■ EXERCISE GOAL ■
Rewrite every line of the records below as a numbered list, omitting the blank lines.

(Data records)

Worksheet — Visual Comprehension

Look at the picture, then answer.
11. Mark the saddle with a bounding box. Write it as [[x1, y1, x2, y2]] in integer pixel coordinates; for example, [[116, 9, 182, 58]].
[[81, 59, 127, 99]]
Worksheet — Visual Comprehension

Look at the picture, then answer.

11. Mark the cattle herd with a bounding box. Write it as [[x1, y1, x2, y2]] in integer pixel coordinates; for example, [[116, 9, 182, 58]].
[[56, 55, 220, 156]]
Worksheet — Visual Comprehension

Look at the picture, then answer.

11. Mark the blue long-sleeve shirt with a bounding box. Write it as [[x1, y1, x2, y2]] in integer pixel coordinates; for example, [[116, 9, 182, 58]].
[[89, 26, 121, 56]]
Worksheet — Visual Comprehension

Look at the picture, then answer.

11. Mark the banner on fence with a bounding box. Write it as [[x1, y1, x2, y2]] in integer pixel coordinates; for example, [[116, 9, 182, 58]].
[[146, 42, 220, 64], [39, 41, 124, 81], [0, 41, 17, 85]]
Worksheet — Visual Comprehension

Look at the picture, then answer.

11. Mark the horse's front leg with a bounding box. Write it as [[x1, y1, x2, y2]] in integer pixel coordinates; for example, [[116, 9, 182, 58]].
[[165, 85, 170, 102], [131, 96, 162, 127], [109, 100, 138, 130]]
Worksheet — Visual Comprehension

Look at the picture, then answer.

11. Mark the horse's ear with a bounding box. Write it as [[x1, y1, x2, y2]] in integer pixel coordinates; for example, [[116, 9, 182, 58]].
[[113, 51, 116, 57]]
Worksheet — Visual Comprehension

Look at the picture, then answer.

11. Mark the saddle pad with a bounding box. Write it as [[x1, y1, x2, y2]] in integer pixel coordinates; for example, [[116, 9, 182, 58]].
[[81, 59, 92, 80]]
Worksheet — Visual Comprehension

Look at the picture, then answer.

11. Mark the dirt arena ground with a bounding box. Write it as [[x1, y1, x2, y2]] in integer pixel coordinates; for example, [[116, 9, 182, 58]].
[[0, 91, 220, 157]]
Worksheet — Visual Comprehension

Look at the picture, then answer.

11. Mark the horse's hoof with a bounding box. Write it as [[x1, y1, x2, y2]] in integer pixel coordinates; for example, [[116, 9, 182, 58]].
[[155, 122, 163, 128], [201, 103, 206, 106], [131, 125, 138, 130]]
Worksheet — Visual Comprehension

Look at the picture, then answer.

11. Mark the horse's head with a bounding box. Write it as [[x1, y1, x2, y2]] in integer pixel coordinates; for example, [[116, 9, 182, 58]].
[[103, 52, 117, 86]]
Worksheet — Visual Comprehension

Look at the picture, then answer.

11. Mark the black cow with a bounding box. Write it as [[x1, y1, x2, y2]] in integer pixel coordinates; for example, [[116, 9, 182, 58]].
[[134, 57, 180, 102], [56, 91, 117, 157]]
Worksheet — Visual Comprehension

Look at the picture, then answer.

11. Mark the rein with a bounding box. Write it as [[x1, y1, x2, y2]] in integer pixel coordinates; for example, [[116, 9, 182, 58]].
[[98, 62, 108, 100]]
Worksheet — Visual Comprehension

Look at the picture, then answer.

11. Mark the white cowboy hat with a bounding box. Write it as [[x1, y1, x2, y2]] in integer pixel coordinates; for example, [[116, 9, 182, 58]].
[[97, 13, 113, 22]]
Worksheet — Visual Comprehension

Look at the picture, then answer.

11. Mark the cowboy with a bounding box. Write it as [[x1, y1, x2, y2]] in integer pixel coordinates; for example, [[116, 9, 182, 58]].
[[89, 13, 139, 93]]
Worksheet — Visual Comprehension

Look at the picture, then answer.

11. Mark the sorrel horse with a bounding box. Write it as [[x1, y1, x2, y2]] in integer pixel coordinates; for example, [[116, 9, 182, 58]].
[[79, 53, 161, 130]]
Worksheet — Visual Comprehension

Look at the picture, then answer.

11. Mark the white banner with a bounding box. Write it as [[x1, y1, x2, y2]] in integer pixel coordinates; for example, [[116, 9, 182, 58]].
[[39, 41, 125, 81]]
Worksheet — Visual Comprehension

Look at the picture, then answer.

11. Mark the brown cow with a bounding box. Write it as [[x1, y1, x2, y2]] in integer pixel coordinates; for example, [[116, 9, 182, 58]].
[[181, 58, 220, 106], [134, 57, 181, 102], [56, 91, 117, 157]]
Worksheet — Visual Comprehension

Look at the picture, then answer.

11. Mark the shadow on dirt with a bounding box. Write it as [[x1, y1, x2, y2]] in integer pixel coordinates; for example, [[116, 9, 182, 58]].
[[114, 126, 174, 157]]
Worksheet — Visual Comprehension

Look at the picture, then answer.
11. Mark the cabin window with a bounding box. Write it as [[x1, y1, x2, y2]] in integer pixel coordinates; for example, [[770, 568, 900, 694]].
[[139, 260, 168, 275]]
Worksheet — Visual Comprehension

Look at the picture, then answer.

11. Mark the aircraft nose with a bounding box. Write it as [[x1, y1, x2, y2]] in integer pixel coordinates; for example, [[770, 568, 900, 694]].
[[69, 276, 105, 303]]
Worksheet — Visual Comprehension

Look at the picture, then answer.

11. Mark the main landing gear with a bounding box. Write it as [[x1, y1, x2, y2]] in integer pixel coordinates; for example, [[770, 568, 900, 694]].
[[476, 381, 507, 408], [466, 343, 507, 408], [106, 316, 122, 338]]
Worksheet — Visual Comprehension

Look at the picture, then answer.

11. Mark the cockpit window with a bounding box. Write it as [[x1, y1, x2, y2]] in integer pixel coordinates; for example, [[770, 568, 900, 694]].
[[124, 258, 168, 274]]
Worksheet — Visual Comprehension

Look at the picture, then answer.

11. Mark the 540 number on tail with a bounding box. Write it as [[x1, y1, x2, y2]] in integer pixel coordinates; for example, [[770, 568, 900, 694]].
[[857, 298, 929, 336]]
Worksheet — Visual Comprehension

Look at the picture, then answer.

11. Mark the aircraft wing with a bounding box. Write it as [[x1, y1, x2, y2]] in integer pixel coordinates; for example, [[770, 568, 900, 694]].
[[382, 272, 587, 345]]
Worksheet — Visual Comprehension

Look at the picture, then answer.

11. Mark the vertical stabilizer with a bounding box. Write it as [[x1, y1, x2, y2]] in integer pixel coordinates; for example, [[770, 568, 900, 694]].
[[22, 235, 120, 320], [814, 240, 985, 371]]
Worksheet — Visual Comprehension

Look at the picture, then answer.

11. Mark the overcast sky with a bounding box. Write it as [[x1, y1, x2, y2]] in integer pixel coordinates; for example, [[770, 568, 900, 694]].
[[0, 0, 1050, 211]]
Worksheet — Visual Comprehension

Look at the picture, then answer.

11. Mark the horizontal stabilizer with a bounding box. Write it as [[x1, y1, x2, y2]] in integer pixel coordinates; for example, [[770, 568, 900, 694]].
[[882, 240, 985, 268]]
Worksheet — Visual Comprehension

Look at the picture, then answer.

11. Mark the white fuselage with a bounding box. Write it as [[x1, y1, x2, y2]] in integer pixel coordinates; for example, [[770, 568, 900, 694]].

■ TASK ANSWER ■
1. Worksheet — Visual Comprehension
2. Look at the picture, then answer.
3. 11. Mark the saddle with a bounding box. Write it as [[x1, y1, x2, y2]] in integer pixel coordinates; for example, [[116, 9, 182, 58]].
4. [[81, 59, 127, 99]]
5. Worksheet — Visual Comprehension
6. Look at the picture, then answer.
7. 11. Mark the cattle herd with a bounding box. Write it as [[x1, y1, x2, y2]] in integer pixel coordinates; for example, [[116, 9, 182, 58]].
8. [[56, 55, 220, 156]]
9. Worksheet — Visual Comprehension
10. Look at the picture, then answer.
11. 11. Mark the blue long-sleeve shirt with a bounding box. Write it as [[x1, y1, x2, y2]] in integer pixel coordinates; for example, [[116, 9, 182, 58]].
12. [[89, 26, 121, 56]]
13. Worksheet — Visual Comprehension
14. Look at the picture, then answer.
15. 11. Mark the banner on fence with a bounding box. Write it as [[x1, y1, x2, y2]] in integer pixel coordinates; for example, [[116, 9, 182, 58]].
16. [[146, 42, 220, 64], [39, 41, 124, 81], [0, 41, 17, 85]]
17. Worksheet — Visual Comprehension
18. Look at the picture, then answer.
19. 11. Mark the horse's front leg with a bounding box. Write it as [[x1, y1, x2, y2]] in integer pixel coordinates; for example, [[116, 9, 182, 58]].
20. [[165, 85, 170, 102], [131, 96, 162, 127], [109, 100, 138, 130]]
21. Worksheet — Visual Comprehension
22. Look at the picture, then answer.
23. 11. Mark the horse's ear with a bounding box. Write it as [[x1, y1, x2, y2]] in integer pixel coordinates; for example, [[116, 9, 182, 58]].
24. [[113, 51, 116, 57]]
25. Worksheet — Visual Comprehension
26. Look at the picture, then answer.
27. 11. Mark the saddle pad with a bounding box. Write it as [[x1, y1, x2, y2]] in integer pixel coordinates; for example, [[116, 9, 182, 58]].
28. [[81, 59, 92, 80]]
29. Worksheet — Visual Comprehension
30. Look at the picture, then answer.
31. 11. Mark the dirt arena ground with a bounding box. Write it as [[x1, y1, x2, y2]] in integer pixel coordinates; for example, [[116, 9, 182, 58]].
32. [[0, 91, 220, 157]]
33. Worksheet — Visual Comprehension
34. Look at the picture, then answer.
35. 11. Mark the horse's hoof with a bounding box. Write it as [[x1, y1, x2, y2]] in integer pixel coordinates; for example, [[116, 9, 182, 58]].
36. [[155, 122, 163, 128], [201, 103, 206, 106], [131, 125, 138, 130]]
37. Worksheet — Visual Comprehension
38. Look at the picture, then answer.
39. 11. Mark the horse's head with a bounding box. Write it as [[x1, y1, x2, y2]] in integer pixel coordinates; for example, [[116, 9, 182, 58]].
40. [[103, 52, 117, 86]]
41. Worksheet — Visual Comprehension
42. Look at the picture, then answer.
43. 11. Mark the black cow with a bounding box. Write it as [[x1, y1, x2, y2]] in integer pixel coordinates; for example, [[116, 9, 182, 58]].
44. [[134, 57, 180, 102], [56, 91, 117, 157]]
45. Worksheet — Visual Comprehension
46. Look at the picture, then answer.
47. 11. Mark the rein with a bounding box. Write it as [[x1, y1, x2, y2]] in integer pixel coordinates; for example, [[116, 9, 182, 58]].
48. [[98, 62, 108, 100]]
49. Worksheet — Visual Comprehension
50. Look at the picture, then answer.
51. 11. Mark the white cowboy hat with a bounding box. Write it as [[x1, y1, x2, y2]] in integer pixel coordinates; for example, [[116, 9, 182, 58]].
52. [[97, 13, 113, 22]]
53. Worksheet — Visual Comprehension
54. Look at the picture, then answer.
55. 11. Mark the cowboy with a bounding box. Write it as [[x1, y1, x2, y2]] in integer pixel coordinates; for example, [[116, 9, 182, 58]].
56. [[89, 13, 139, 93]]
57. Worksheet — Visual Comprehension
58. Look at the picture, then answer.
59. 11. Mark the sorrel horse with a bounding box. Write it as [[x1, y1, x2, y2]] in integer pixel coordinates; for example, [[116, 9, 182, 58]].
60. [[79, 53, 161, 130]]
61. Worksheet — Visual Comprehension
62. Look at the picture, then answer.
63. 11. Mark the white banner with a bounding box. Write it as [[x1, y1, x2, y2]] in integer pixel coordinates; for example, [[116, 9, 182, 58]].
64. [[39, 41, 125, 81]]
65. Worksheet — Visual Comprehension
66. Look at the picture, then answer.
67. 11. Mark the brown cow with a bounding box. Write it as [[x1, y1, x2, y2]] in integer pixel coordinates; for example, [[116, 9, 182, 58]].
68. [[181, 58, 220, 106], [134, 57, 181, 102], [56, 91, 117, 157]]
69. Worksheet — Visual Comprehension
70. Look at the picture, then answer.
71. 11. Mark the shadow on dirt with a bounding box. Write it as [[x1, y1, x2, y2]] in integer pixel coordinates; for example, [[116, 9, 182, 58]].
72. [[114, 126, 174, 157]]
73. Worksheet — Visual Comprehension
74. Look at the picture, then answer.
75. 11. Mark the cabin window with a bounding box. Write it as [[x1, y1, x2, y2]] in integer pixel coordinates; for example, [[770, 568, 900, 694]].
76. [[139, 260, 168, 275]]
77. Worksheet — Visual Comprehension
78. Look at the picture, then answer.
79. 11. Mark the aircraft nose with a bounding box. Write it as [[x1, y1, x2, y2]] in integer pixel coordinates; for example, [[770, 568, 900, 694]].
80. [[69, 276, 105, 303]]
81. Worksheet — Visual Comprehension
82. Look at the picture, then answer.
83. 11. Mark the main landing gear with a bounding box. Write it as [[x1, y1, x2, y2]] in integer pixel coordinates; for example, [[770, 568, 900, 694]].
84. [[476, 381, 507, 408], [466, 343, 507, 408], [106, 316, 122, 338]]
85. Worksheet — Visual Comprehension
86. Look at the picture, then answer.
87. 11. Mark the cockpit window with a bounding box. Write it as [[x1, y1, x2, y2]] in integer pixel coordinates; for example, [[770, 568, 900, 694]].
88. [[124, 258, 168, 274]]
89. Worksheet — Visual Comprehension
90. Look at the picture, then answer.
91. 11. Mark the 540 number on tail with a bounding box. Write it as [[x1, y1, x2, y2]] in integer pixel coordinates; for example, [[770, 568, 900, 694]].
92. [[857, 298, 929, 336]]
93. Worksheet — Visual Comprehension
94. Look at the picture, then answer.
95. 11. Mark the aircraft wing with a bounding box. Write it as [[x1, y1, x2, y2]] in integer pixel coordinates; for example, [[770, 568, 900, 694]].
96. [[382, 272, 587, 345]]
97. Worksheet — Visual Comprehension
98. Look at the picture, then answer.
99. 11. Mark the vertical stabilizer with a bounding box. Write it as [[x1, y1, x2, y2]] in integer pixel coordinates; for example, [[770, 568, 900, 694]].
100. [[22, 235, 120, 320], [814, 240, 985, 371]]
101. Worksheet — Visual Comprehension
102. Look at the picture, then answer.
103. 11. Mark the overcast sky with a bounding box. Write it as [[x1, y1, x2, y2]] in integer pixel coordinates; for example, [[770, 568, 900, 694]].
104. [[0, 0, 1050, 211]]
105. Worksheet — Visual Comprehension
106. Look at the picture, then answer.
107. 11. Mark the horizontal stabilizer with a bounding box. Write it as [[x1, y1, x2, y2]] in integer pixel coordinates; for example, [[770, 568, 900, 694]].
108. [[882, 240, 985, 268]]
109. Worksheet — Visual Comprehension
110. Look at the picture, then answer.
111. 11. Mark the white fuselage with a bounding box. Write it as [[x1, y1, x2, y2]] in integer pixel coordinates; for example, [[770, 568, 900, 694]].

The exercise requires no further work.